## begin ENTRIES SUPPLIED

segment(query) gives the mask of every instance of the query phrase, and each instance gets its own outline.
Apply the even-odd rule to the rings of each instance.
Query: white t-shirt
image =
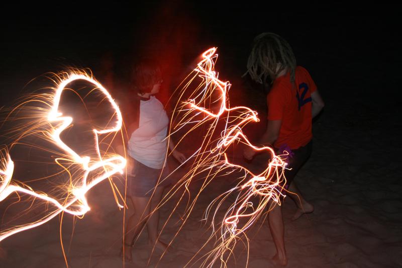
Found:
[[[163,167],[168,123],[166,112],[157,99],[151,96],[148,101],[141,101],[139,127],[129,140],[129,154],[149,167]]]

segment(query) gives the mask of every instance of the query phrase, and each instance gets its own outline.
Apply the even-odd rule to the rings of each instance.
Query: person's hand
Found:
[[[255,155],[256,152],[252,147],[247,146],[244,149],[243,152],[243,155],[244,158],[247,160],[251,160],[253,157]]]
[[[172,154],[173,155],[173,157],[176,158],[177,161],[181,163],[182,163],[183,162],[185,161],[186,159],[187,159],[184,154],[175,150],[172,152]]]

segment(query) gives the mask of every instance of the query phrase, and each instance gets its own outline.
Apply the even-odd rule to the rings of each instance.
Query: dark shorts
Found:
[[[278,154],[282,154],[283,150],[276,149]],[[290,155],[288,156],[288,162],[285,169],[285,177],[286,177],[286,185],[285,188],[287,189],[289,185],[293,181],[296,174],[300,168],[306,163],[309,157],[311,155],[313,151],[313,140],[311,140],[306,145],[294,150],[291,150]],[[289,170],[288,168],[290,169]]]
[[[171,183],[169,168],[161,169],[149,167],[133,159],[134,168],[127,174],[127,195],[130,196],[149,197],[157,186],[165,187]],[[162,174],[161,175],[161,173]]]

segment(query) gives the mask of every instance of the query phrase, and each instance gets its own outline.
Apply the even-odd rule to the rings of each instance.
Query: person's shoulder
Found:
[[[297,66],[296,67],[296,71],[295,71],[295,72],[296,72],[296,73],[302,73],[303,74],[306,74],[306,73],[308,74],[309,73],[309,71],[308,71],[307,69],[306,68],[305,68],[304,67],[303,67],[303,66]]]

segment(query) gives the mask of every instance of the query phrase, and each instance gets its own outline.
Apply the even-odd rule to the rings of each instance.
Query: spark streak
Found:
[[[96,144],[95,150],[99,160],[91,159],[88,156],[78,155],[64,143],[60,137],[63,131],[70,126],[74,120],[74,119],[71,117],[63,116],[59,110],[61,94],[68,84],[78,80],[83,80],[94,85],[95,88],[98,90],[105,96],[114,110],[114,116],[116,118],[116,120],[113,127],[105,129],[94,129],[92,130]],[[19,186],[17,183],[13,182],[12,177],[14,168],[14,163],[7,151],[4,154],[5,156],[3,155],[2,153],[2,155],[0,155],[3,156],[2,157],[3,166],[0,166],[0,178],[1,178],[1,181],[0,181],[0,202],[4,200],[13,193],[18,192],[52,204],[57,208],[57,209],[40,220],[23,226],[12,228],[0,233],[0,241],[19,232],[43,224],[62,212],[66,212],[74,216],[83,215],[90,210],[85,196],[85,194],[97,184],[106,178],[109,178],[114,174],[118,172],[123,173],[123,169],[126,166],[126,159],[124,157],[119,155],[108,155],[107,158],[105,158],[102,156],[99,148],[99,135],[117,132],[120,130],[122,125],[122,114],[119,107],[108,91],[100,83],[83,71],[75,71],[69,74],[65,74],[63,77],[60,78],[60,80],[57,85],[55,91],[48,100],[50,101],[50,103],[47,104],[51,107],[51,109],[47,116],[40,119],[40,120],[43,121],[41,122],[42,125],[47,124],[49,126],[47,131],[44,133],[44,136],[42,137],[45,139],[50,138],[50,141],[56,144],[65,152],[68,160],[80,165],[82,170],[84,171],[83,174],[77,183],[74,185],[71,185],[70,187],[69,187],[70,194],[72,195],[73,197],[69,199],[67,202],[62,204],[55,199],[50,197],[45,194],[39,193],[28,187]],[[52,127],[51,123],[56,124],[58,126],[55,128]],[[56,159],[57,161],[57,159]],[[103,169],[103,171],[96,173],[94,178],[88,182],[88,176],[90,172],[94,172],[96,169],[100,168]],[[78,205],[77,205],[77,204]],[[121,205],[120,206],[122,207]],[[70,208],[70,207],[73,208]]]
[[[194,177],[205,171],[208,172],[198,194],[194,201],[187,206],[187,216],[183,222],[188,218],[199,193],[213,179],[220,175],[220,172],[229,170],[227,173],[230,174],[237,170],[242,171],[244,174],[235,187],[218,196],[206,210],[206,219],[214,209],[214,206],[216,207],[212,216],[213,233],[211,237],[220,232],[220,235],[218,236],[220,242],[205,256],[206,260],[203,266],[208,267],[212,267],[219,260],[221,261],[221,266],[226,266],[228,258],[233,252],[237,241],[241,239],[239,236],[244,234],[248,241],[245,231],[264,213],[265,208],[268,207],[269,210],[275,204],[280,205],[280,197],[284,196],[282,193],[282,190],[284,191],[283,186],[286,182],[283,171],[286,164],[281,157],[283,156],[276,155],[270,147],[258,147],[252,144],[243,134],[242,129],[244,126],[250,122],[259,121],[257,113],[244,106],[230,108],[228,92],[231,84],[229,82],[220,80],[218,73],[214,70],[218,57],[216,49],[212,48],[203,54],[203,59],[194,70],[196,74],[179,93],[172,120],[173,130],[170,134],[179,132],[185,126],[189,126],[190,129],[184,135],[182,140],[186,136],[194,133],[196,129],[208,126],[202,145],[196,150],[197,153],[193,157],[193,163],[190,170],[173,187],[174,189],[177,189],[184,185],[189,194],[188,186]],[[196,76],[200,77],[203,82],[196,86],[195,90],[191,91],[189,90],[190,85]],[[189,91],[190,97],[183,101]],[[216,99],[214,99],[214,97]],[[216,107],[216,103],[219,103],[219,109],[214,108]],[[207,106],[210,108],[208,108]],[[220,120],[225,122],[225,126],[220,133],[220,137],[214,139],[213,136]],[[265,170],[260,173],[254,174],[244,166],[231,163],[226,151],[228,146],[236,142],[250,146],[255,150],[268,151],[271,157]],[[225,213],[219,230],[216,230],[215,222],[218,211],[224,201],[233,195],[236,197],[235,201]],[[258,203],[256,205],[254,204],[256,200]],[[227,253],[229,253],[229,256],[225,256]]]

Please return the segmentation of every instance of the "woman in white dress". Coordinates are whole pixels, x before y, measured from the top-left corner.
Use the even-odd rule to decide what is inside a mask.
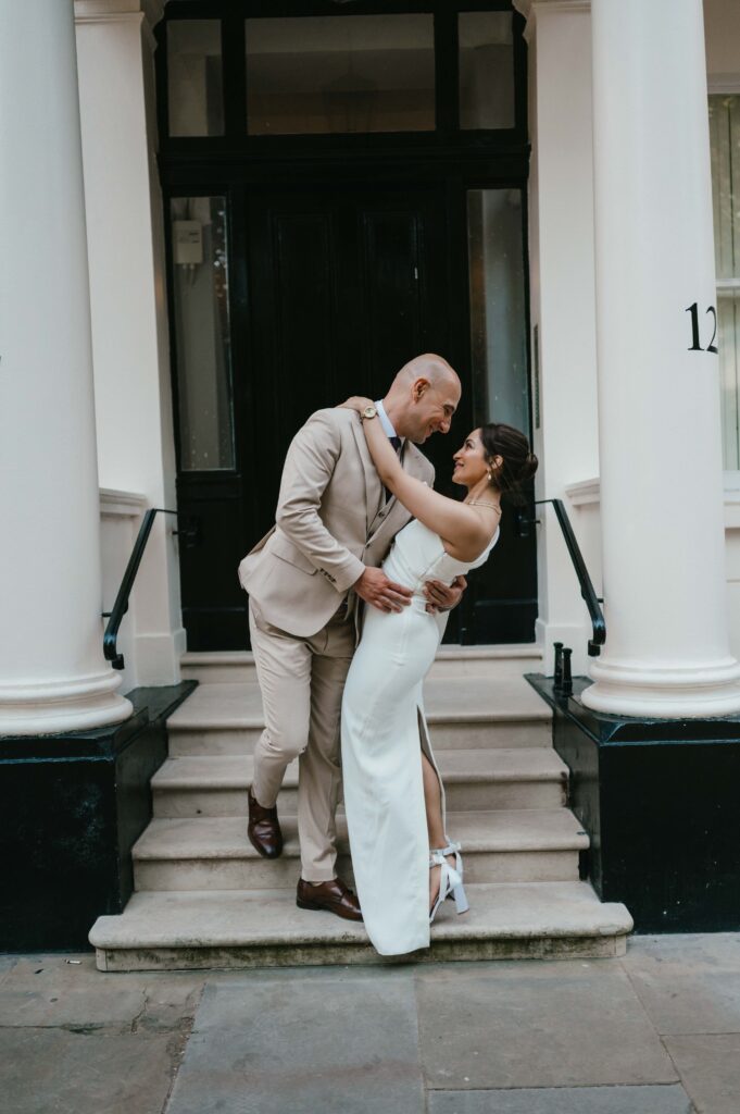
[[[467,909],[422,696],[446,616],[427,610],[423,587],[451,584],[486,560],[499,539],[502,494],[515,492],[537,461],[510,426],[474,430],[453,457],[453,480],[467,488],[458,502],[404,472],[369,399],[344,405],[363,420],[382,482],[414,516],[383,564],[413,589],[412,602],[397,612],[366,609],[342,704],[344,800],[365,928],[381,955],[405,955],[428,947],[446,897],[457,912]]]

## end ENTRIES SUPPLIED

• _DIRECTION_
Update the lines starting at the one containing "Please return the" and ending at the one containing "Use the even-odd", putting "upper-left corner" in place of "top-left corner" and keeping everything else the same.

• _WORKED SOLUTION_
Please return the segmentation of every instance of the "woman in white dress". Coordinates are whole pixels, x before y, measured from the upper-left corner.
Use the even-odd rule to decide what is inside a mask.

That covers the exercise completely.